## What the task requires
Count the lines in the rows below that contain the string "white", treating uppercase and lowercase as different. Reply with the number alone.

## Provided data

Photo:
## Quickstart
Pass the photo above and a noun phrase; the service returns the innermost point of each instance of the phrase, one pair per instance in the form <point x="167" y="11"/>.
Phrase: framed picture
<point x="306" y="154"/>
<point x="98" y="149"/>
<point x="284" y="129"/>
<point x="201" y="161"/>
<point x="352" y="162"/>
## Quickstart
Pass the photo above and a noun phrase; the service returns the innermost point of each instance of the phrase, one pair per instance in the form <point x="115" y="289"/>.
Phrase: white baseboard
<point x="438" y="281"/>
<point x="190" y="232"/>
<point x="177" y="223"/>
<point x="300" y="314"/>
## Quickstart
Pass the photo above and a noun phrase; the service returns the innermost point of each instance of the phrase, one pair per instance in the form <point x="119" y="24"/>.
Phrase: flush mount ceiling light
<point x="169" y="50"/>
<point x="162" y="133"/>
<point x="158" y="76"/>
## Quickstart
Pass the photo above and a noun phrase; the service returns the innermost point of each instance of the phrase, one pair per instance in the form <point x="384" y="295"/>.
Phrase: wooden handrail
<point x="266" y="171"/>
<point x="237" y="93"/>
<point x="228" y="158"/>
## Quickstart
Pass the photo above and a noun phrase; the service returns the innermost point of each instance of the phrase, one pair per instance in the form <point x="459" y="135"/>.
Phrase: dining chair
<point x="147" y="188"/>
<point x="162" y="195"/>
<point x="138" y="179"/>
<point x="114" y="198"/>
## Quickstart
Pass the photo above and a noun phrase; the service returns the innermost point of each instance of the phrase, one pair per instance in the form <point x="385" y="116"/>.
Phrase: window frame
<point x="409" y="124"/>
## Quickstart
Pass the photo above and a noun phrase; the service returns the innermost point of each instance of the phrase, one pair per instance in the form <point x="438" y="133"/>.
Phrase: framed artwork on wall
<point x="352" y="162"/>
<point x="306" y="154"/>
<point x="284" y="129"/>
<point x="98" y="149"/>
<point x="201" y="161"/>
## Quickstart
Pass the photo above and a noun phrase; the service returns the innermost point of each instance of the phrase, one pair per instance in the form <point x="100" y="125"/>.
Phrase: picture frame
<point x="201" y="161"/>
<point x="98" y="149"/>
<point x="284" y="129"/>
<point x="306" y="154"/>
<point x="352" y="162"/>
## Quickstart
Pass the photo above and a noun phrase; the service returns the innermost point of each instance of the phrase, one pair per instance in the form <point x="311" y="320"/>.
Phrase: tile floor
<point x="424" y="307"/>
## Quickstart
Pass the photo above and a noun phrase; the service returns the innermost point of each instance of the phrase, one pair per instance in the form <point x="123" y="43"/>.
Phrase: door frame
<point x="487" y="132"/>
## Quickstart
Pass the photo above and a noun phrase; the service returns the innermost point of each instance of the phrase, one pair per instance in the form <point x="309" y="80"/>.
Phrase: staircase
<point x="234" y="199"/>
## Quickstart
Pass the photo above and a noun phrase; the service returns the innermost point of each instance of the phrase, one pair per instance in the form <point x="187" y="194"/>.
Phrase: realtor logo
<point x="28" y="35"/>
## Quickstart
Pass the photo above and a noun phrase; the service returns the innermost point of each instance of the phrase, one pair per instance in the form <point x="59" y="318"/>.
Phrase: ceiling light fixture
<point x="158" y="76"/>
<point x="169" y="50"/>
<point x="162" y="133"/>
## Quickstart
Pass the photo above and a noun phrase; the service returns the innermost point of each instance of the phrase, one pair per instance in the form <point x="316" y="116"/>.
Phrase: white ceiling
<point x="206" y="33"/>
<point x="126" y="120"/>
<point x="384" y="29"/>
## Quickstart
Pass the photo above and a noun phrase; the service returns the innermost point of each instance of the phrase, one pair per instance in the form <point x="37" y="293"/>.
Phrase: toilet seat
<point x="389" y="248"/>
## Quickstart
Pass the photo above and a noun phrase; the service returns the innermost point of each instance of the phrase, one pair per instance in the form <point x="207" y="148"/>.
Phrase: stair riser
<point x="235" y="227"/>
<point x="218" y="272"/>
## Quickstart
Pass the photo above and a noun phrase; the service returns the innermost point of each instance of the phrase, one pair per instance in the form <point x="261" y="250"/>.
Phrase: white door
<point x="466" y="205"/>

## Solution for this exercise
3